> [Set task 1] In the guide to manually setting up a Valohai hybrid deployment, translate this sentence into Spanish: "Create four IAM policies and roles that Valohai needs to manage resources."
> [Set task 2] Pick up the guide to manually setting up a Valohai hybrid deployment at the point where it stops, and keep writing from there.

> [Extract provided]
******************************

Hybrid Deployment - Manual Setup

This guide walks through manually creating all AWS resources for a Valohai hybrid deployment. Use this if you can't use CloudFormation or Terraform, or need specific customizations.

Prefer automation? Use Terraform or CloudFormation for faster, repeatable deployments.

Prerequisites

From Valohai:

  • valohai_assume_user - ARN of the Valohai user (e.g., arn:aws:iam::635691382966:user/valohai-customer-yourcompany)

  • queue_address - DNS name for your queue (e.g., something.vqueue.net)

From your AWS account:

  • Admin access to AWS Console or CLI

  • Region selected (consider GPU availability)

  • EC2 key pair for SSH access

Contact [email protected] to receive your credentials before proceeding.

Step 1: Configure IAM Roles

Create four IAM policies and roles that Valohai needs to manage resources.

Create IAM Policies

Navigate to AWS Console > IAM > Policies and create these four policies.

Important: Replace placeholders before saving:

  • <AWS-ACCOUNT-ID> with your 12-digit AWS account ID

  • valohai-data-<AWS-ACCOUNT-ID> with your account ID (e.g., valohai-data-123456789012)

******************************

> [Data section]
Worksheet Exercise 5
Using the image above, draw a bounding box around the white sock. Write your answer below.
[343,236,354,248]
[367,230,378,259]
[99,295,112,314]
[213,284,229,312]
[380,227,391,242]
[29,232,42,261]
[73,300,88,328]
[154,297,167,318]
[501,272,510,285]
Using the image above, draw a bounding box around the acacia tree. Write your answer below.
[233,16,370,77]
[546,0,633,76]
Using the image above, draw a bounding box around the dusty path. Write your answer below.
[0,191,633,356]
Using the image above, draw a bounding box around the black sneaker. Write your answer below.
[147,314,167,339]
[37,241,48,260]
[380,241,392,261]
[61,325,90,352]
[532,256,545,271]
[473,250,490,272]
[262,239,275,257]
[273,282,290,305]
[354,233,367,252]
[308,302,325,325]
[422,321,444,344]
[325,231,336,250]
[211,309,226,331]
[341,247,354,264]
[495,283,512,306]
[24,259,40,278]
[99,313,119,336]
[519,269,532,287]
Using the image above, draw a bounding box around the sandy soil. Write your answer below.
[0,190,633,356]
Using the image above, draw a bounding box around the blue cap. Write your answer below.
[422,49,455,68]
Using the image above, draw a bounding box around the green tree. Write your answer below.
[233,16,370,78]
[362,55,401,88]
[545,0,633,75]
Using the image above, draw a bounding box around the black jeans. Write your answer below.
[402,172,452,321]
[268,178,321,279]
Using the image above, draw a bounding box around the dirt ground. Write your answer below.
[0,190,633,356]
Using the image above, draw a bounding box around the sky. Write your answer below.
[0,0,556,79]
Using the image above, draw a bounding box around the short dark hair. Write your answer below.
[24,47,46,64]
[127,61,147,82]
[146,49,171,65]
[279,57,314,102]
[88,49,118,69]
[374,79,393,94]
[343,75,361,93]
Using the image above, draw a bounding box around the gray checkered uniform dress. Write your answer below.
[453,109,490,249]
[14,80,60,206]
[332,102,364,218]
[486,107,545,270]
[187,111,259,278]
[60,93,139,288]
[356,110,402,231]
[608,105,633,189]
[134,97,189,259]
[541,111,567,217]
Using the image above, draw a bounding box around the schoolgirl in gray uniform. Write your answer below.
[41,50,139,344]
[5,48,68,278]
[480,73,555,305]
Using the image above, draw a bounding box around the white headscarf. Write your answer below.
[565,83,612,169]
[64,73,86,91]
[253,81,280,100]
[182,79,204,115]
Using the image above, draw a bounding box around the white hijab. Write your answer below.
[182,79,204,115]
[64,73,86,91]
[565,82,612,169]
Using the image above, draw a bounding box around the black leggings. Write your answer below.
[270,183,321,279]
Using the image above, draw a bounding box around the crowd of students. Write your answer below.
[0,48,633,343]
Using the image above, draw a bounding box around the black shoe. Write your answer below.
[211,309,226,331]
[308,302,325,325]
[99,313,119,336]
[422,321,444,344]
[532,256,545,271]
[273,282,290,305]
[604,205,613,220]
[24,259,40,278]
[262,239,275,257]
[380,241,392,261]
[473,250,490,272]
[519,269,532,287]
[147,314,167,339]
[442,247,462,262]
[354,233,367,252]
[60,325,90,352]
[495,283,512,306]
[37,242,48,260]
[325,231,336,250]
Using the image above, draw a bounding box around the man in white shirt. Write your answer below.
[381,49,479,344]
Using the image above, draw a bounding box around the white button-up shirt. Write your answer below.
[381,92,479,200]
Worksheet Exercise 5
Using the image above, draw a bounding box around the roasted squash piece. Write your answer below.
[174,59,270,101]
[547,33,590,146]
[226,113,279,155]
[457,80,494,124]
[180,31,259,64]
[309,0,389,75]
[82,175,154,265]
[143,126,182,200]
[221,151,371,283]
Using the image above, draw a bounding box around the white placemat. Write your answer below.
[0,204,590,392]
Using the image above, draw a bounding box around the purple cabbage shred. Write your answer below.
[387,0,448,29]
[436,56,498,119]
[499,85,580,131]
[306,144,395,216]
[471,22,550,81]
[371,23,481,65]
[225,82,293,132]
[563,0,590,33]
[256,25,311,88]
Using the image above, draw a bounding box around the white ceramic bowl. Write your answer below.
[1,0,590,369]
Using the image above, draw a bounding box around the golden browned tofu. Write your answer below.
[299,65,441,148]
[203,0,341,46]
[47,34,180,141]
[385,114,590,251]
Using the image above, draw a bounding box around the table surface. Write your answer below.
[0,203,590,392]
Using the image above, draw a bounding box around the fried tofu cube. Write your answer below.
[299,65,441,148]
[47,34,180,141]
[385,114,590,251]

******************************

> [Task response 1] Cree cuatro políticas y roles de IAM que Valohai necesita para administrar recursos.

> [Task response 2]
ValohaiQueuePolicy

Allows the queue instance to read secrets from Secrets Manager.

ValohaiWorkerPolicy

Allows worker instances to describe themselves and protect from scaledown.

ValohaiS3MultipartPolicy

Allows uploading large files (>5GB) to S3.

Replace <AWS-ACCOUNT-ID> in both Resource ARNs.

ValohaiMasterPolicy

Allows Valohai to manage EC2 resources and access storage.

Replace both <AWS-ACCOUNT-ID> placeholders.

Create IAM Roles

Navigate to AWS Console > IAM > Roles and create these four roles.

Role Name
Use Case
Attach Policy
Additional Configuration

ValohaiQueueRole

EC2

ValohaiQueuePolicy

Instance profile auto-created

ValohaiWorkerRole

EC2

ValohaiWorkerPolicy

Instance profile auto-created

ValohaiS3MultipartRole

Another AWS Account

ValohaiS3MultipartPolicy

Account ID: <YOUR-AWS-ACCOUNT-ID>

ValohaiMaster

Another AWS Account

ValohaiMasterPolicy

Account ID: 635691382966

For ValohaiMaster role:

After creation, verify the trust relationship. It should look like this:

The ARN here matches the valohai_assume_user provided by Valohai.

Important: ValohaiQueueRole and ValohaiWorkerRole need instance profiles. These are automatically created when using the Console. If using CLI, create them with:

Step 2: Create VPC and Networking

Create VPC

Navigate to AWS Console > VPC > Your VPCs > Create VPC.

Settings:

  • Name: valohai-vpc

  • IPv4 CIDR: 10.0.0.0/16

  • No IPv6 CIDR

  • Tenancy: Default

  • Tags: Add Key=valohai, Value=1

Create Subnets

Create one subnet per availability zone in your region.

Navigate to VPC > Subnets > Create subnet.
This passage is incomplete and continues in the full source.